*Your goal:*
Search term "river": copy each line of the data containing it.

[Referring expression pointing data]
* * *
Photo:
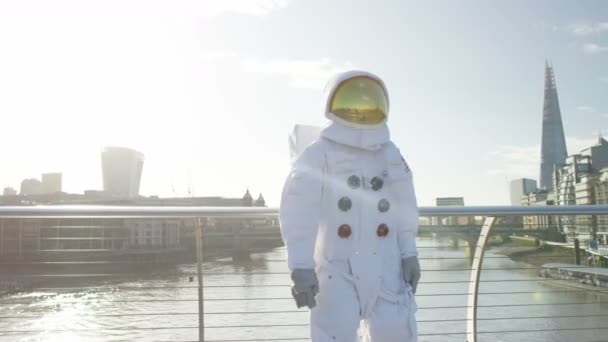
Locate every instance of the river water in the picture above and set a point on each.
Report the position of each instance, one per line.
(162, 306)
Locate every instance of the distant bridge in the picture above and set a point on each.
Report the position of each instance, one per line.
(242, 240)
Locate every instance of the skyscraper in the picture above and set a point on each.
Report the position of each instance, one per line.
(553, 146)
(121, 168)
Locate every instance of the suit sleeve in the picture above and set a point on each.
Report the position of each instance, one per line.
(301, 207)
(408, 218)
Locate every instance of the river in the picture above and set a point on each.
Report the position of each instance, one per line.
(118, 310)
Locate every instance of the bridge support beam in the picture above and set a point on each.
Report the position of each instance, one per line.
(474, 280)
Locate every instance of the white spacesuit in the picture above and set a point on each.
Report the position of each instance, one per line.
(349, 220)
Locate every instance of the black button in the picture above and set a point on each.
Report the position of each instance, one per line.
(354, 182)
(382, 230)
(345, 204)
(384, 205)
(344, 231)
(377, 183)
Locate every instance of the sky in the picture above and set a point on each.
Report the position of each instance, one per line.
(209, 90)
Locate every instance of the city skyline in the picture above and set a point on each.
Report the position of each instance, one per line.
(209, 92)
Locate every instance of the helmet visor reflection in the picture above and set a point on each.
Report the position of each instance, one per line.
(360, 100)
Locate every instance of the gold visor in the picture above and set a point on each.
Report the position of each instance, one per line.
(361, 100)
* * *
*Solution:*
Locate every instance of the river water in the picture above and set a point on each.
Locate every instance of the river in the picture above and set a point on each.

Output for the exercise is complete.